Che tipo di concerto hai preparato?

Per chi ha già ascoltato, digerito il disco, non ci sarà nulla di nuovo rispetto al disco. Perché il disco è stato tutto suonato, è già colmo di musica e quindi quello che andremo a suonare sul palco è esattamente il disco. Forse qualcosa in più, ovviamente, perché poi quando sei live il concerto è sempre imprevedibile. E avremo una band, quindi quello che si sente nel disco è esattamente quello che ci sarà. (1:45) Quindi non saremo un plug, ci sarà batteria, fiati, quindi sarà molto caldo come concerto. Io userò la mia chitarra, sempre, è l'arma con la quale mi difendo meglio.

Una compagna inseparabile...

Esatto, una compagna di merende... Tutte le canzoni sono state scritte chitarra e voce.

Hai in mente qualche sorpresa?

Ce ne saranno alcune. Tra l'altro a ogni tappa ci sarà un ospite, a partire da quella di Roma. Non posso dire chi è, solo che è una donna e sono contentissima di averla sul palco con me. Per il resto quello che voglio dire alle persone che vengono a sentirmi è portate i fazzoletti! Perché la cosa bella di stare a teatro è che si spengono le luci e non si vede, quindi ci si può lasciare andare a dei pianti infiniti senza dover chiedere scusa a nessuno. Perciò i fazzoletti sono importanti. Da parte mia porterò il pennarello per firmare i vinili. Insomma, ci sarà un'atmosfera di famiglia.

Uno show emotivamente importante?

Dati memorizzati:
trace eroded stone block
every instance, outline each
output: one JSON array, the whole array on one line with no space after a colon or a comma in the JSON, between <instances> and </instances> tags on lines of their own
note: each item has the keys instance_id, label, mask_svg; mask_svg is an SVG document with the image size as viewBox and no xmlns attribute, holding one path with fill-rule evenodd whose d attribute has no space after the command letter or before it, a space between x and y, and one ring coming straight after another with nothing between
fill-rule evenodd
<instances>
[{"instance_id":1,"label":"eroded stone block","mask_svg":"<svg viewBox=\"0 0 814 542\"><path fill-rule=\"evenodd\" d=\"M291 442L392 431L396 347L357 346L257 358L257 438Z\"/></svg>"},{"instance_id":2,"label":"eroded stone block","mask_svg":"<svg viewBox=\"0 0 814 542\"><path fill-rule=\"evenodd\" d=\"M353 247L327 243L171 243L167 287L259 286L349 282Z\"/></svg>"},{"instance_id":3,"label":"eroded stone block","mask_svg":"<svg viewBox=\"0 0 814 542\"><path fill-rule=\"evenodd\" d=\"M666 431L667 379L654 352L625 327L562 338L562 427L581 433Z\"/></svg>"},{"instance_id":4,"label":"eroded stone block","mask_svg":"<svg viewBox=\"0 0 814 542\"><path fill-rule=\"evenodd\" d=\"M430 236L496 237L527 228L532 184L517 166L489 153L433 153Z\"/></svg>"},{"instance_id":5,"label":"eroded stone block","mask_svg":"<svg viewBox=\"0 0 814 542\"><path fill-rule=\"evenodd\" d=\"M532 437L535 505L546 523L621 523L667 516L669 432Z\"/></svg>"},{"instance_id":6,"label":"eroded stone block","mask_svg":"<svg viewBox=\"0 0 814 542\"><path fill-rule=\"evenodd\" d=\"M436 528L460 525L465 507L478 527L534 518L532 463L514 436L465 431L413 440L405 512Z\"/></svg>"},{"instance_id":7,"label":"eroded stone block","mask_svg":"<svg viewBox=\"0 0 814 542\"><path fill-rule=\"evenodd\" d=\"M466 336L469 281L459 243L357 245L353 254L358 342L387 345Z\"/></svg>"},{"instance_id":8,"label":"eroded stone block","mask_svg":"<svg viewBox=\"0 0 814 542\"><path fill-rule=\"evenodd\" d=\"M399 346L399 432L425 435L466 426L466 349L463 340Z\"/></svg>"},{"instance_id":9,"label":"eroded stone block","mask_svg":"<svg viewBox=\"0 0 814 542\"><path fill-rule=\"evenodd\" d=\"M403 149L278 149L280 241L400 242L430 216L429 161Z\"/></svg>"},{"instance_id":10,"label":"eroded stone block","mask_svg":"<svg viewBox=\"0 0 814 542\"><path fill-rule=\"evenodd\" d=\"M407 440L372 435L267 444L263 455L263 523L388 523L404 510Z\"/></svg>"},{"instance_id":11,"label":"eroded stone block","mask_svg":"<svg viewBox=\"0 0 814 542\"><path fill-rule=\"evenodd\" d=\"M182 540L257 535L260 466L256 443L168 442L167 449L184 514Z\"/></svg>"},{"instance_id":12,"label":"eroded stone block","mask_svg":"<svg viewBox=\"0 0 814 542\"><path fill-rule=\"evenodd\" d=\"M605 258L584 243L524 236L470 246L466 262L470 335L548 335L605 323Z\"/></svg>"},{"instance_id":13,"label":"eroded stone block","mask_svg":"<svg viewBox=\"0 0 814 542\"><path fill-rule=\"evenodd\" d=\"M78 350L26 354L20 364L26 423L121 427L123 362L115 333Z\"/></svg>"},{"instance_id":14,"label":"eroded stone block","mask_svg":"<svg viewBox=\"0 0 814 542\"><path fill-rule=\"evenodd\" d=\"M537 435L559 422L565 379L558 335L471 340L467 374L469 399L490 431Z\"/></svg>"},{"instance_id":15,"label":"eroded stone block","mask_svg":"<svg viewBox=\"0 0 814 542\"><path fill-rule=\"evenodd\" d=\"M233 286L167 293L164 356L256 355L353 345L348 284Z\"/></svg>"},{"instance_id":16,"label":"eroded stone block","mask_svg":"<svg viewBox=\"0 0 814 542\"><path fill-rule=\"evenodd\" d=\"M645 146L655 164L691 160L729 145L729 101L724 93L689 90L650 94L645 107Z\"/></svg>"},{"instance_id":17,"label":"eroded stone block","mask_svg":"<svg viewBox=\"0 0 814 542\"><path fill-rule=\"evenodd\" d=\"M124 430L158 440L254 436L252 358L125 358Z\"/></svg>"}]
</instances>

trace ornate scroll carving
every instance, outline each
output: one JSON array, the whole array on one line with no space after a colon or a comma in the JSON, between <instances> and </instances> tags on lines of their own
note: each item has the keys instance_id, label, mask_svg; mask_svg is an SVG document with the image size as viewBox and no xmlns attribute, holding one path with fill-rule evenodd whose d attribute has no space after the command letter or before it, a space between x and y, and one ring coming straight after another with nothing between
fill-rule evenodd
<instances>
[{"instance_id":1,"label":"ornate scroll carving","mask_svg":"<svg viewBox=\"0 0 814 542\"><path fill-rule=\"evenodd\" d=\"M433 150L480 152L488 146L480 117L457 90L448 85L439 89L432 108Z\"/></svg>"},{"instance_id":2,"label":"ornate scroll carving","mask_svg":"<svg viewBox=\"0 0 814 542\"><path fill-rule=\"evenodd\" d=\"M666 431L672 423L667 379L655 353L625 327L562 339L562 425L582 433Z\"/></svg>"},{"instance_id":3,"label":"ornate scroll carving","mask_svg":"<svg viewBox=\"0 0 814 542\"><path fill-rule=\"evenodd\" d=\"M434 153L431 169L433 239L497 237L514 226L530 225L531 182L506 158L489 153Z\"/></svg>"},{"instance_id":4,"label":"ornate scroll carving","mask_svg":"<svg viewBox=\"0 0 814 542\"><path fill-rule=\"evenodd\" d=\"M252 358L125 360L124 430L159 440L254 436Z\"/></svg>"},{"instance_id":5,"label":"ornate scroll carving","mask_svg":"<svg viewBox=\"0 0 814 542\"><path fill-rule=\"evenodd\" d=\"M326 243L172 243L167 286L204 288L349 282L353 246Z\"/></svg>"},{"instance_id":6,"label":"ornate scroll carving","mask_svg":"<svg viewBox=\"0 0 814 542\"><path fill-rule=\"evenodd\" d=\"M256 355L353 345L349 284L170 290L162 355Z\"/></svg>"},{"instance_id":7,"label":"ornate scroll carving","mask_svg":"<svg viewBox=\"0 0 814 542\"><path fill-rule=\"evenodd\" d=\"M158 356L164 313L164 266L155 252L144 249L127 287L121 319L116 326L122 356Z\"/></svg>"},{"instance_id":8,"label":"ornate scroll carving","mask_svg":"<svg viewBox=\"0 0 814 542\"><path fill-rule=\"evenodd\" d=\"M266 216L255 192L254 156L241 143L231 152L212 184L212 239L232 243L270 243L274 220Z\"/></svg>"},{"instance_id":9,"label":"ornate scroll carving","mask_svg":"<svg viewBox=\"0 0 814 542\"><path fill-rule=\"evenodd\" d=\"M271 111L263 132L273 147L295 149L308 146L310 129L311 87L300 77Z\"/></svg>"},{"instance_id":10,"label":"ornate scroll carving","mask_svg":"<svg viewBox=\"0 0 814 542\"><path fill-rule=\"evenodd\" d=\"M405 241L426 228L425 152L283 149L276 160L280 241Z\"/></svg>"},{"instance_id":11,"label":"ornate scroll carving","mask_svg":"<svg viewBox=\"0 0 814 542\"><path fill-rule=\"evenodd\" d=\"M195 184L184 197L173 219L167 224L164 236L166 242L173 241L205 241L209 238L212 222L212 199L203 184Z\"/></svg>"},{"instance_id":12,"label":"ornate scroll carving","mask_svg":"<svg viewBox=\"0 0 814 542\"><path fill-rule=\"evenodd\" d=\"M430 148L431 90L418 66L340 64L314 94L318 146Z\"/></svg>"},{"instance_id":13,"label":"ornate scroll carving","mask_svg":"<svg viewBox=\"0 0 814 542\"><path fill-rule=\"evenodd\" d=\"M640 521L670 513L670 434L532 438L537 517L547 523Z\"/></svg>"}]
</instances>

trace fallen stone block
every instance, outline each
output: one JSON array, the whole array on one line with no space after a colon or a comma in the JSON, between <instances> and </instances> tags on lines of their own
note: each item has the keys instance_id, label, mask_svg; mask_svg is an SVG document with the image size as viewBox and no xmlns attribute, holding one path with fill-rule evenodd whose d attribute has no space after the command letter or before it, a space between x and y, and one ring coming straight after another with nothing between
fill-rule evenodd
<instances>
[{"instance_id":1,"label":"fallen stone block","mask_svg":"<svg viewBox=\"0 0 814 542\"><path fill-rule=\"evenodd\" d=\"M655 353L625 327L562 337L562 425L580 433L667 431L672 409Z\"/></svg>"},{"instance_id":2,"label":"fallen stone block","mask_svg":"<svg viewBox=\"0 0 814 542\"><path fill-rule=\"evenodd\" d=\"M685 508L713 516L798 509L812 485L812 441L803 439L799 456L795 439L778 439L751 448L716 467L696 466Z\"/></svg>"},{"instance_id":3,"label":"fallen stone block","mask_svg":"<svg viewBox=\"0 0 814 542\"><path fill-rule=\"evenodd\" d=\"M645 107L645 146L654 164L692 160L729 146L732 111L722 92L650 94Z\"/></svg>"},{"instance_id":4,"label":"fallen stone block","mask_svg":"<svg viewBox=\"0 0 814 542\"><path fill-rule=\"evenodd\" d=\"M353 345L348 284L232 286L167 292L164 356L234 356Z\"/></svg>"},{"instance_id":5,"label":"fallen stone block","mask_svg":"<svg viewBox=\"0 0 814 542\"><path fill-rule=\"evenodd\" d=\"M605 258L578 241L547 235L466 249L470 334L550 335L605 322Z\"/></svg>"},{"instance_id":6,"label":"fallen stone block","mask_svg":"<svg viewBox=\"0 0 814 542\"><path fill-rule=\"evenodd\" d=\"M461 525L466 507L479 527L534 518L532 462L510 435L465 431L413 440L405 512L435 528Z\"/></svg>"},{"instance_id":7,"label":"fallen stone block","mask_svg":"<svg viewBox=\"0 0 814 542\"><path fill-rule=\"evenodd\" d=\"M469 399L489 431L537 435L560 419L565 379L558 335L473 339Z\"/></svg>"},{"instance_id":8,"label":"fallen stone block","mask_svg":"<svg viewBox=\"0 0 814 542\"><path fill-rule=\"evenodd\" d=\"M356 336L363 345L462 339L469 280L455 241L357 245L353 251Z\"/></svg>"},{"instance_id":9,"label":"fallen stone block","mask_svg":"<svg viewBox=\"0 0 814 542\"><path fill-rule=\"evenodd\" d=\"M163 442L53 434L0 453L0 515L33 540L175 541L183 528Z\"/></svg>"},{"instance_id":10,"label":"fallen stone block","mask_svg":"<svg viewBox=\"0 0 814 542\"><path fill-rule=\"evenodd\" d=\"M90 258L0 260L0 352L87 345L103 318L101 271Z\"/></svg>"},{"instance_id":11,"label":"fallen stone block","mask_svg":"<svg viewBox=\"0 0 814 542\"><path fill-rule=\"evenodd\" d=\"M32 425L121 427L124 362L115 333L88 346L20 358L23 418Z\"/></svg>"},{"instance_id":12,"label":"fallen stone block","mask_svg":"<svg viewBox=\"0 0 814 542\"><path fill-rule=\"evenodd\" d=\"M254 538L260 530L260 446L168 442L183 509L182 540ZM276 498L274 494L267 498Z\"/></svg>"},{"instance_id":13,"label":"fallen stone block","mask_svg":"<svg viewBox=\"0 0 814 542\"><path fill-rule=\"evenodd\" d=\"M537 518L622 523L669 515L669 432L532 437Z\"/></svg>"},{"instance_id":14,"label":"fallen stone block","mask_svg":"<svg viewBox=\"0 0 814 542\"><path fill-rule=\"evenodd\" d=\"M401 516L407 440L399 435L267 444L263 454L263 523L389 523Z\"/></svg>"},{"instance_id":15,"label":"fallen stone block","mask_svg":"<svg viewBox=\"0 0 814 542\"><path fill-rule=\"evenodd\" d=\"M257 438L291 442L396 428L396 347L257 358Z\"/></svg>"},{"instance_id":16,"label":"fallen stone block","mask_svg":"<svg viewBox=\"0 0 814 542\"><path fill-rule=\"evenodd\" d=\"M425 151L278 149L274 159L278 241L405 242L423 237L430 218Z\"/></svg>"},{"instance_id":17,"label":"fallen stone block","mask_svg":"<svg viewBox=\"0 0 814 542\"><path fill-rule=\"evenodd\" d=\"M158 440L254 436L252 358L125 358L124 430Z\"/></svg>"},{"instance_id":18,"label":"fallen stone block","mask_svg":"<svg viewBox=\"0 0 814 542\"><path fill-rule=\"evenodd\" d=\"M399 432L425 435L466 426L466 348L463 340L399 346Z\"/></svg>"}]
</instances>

==

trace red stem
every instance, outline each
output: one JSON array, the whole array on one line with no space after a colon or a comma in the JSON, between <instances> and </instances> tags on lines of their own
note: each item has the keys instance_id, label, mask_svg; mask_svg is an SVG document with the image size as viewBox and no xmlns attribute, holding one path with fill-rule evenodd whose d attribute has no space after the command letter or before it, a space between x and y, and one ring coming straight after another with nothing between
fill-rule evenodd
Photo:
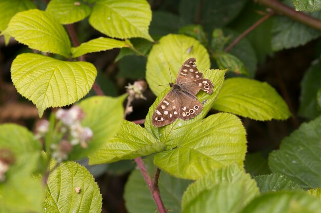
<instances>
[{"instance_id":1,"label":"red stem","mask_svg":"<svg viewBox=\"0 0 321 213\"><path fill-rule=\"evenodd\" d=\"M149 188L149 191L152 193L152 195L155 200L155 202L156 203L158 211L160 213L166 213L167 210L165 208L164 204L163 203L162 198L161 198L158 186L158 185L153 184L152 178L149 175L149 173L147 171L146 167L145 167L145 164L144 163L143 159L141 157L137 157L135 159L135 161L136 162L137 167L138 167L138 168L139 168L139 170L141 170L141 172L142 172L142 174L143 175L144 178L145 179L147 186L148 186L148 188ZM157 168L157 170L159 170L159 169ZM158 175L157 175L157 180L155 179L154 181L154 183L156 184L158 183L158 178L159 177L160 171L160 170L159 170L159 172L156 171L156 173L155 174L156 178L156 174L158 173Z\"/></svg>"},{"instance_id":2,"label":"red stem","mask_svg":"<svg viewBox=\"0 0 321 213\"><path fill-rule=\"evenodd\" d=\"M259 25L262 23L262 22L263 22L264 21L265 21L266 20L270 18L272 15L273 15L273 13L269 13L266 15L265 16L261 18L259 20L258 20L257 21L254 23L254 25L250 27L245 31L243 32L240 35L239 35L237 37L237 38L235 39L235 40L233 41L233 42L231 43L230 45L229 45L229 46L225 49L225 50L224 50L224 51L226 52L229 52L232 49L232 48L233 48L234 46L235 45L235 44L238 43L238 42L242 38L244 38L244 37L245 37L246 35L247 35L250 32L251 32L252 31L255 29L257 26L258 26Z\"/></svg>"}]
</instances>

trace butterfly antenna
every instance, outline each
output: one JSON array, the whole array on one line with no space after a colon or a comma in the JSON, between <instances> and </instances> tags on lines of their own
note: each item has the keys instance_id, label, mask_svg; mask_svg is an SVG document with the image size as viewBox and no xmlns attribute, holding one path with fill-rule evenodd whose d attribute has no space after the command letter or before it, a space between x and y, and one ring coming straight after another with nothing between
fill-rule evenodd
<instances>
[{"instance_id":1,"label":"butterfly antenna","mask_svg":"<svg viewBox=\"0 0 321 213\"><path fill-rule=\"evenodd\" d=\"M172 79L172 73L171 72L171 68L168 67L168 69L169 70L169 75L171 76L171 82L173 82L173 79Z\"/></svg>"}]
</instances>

COSA FARE:
a - Riscrivi il passo dell'intervista sul concerto da "Per chi ha già" fino a "mente qualche sorpresa?", sostituendo "fiati" con "archi".
b - Scrivi il seguito dell'intervista sul concerto, cominciando dopo l'ultima riga.

ESITI DEI COMPITI:
a -
Per chi ha già ascoltato, digerito il disco, non ci sarà nulla di nuovo rispetto al disco. Perché il disco è stato tutto suonato, è già colmo di musica e quindi quello che andremo a suonare sul palco è esattamente il disco. Forse qualcosa in più, ovviamente, perché poi quando sei live il concerto è sempre imprevedibile. E avremo una band, quindi quello che si sente nel disco è esattamente quello che ci sarà. (1:45) Quindi non saremo un plug, ci sarà batteria, archi, quindi sarà molto caldo come concerto. Io userò la mia chitarra, sempre, è l'arma con la quale mi difendo meglio.

Una compagna inseparabile...

Esatto, una compagna di merende... Tutte le canzoni sono state scritte chitarra e voce.

Hai in mente qualche sorpresa?

b -
Per me la cosa veramente bella del teatro è la catarsi che si crea proprio in quel luogo, l'unico luogo dove sei al buio in contatto con te stesso. È un po' tornare nell'utero, all'inizio della vita. E l'arte fa queste magie: ci riporta un po' a quando tutto è iniziato. Infatti quando mi dicono Marianne mi hai fatto piangere, io dico bene, ho fatto il mio lavoro.

A gennaio è uscito il tuo nuovo album "Teatro", arrivato quattro anni dopo un lavoro strumentale e molto particolare come "Mirage". Come si inserisce in quel percorso di maturazione artistica e spirituale?

"Mirage" è stato un esperimento del quale io avevo bisogno per crescere musicalmente. Noi artisti siamo sempre un po' fermi in un concetto di vendita, di posizionamento, di performance, di riuscire ad andare per forza in radio o per forza in classifica. Avevo bisogno invece di "Mirage", dove la prima canzone durava 14 minuti e diceva "no, la musica non può essere solo quello, non posso accontentarmi di questo". Era per me una crescita necessaria.

E questa crescita ha dato i suoi frutti in "Teatro"?

Sì. In questo disco viene fuori la musica, vengono fuori le parole e la scrittura delle canzoni. Prima di tutto ci sono le canzoni, la dove in "Mirage" c'era il suono perché avevo conosciuto Marquis (suo produttore - ndr) e abbiamo sperimentato il suono. Invece in questo album il suono, che sempre viene portato benissimo da Marquis, è al servizio delle canzoni. Questa volta sono tornata alle canzoni, dove i testi sono importantissimi, ma c'era bisogno di quel vuoto di canzoni perché se non crei un vuoto non puoi riempirlo con niente. 

Cosa hai messo in queste canzoni?

Dentro questi testi c'è la consapevolezza e la consapevolezza richiede tempo, lavoro e sforzo. Tutte parole che in questo nostro tempo sembrano fuori luogo. Noi vorremmo tutto, subito, velocemente. Sento che tutto questo tempo che io ho passato a ricercare piano piano si sta formando. E quindi questo disco rappresenta tutta quella mia consapevolezza e grande crescita di duro lavoro. (7:03) Non mi vergogno a dire che è un lavoro infinito, sfiancante. Però mi piace, altrimenti sarei andate a fare un altro lavoro.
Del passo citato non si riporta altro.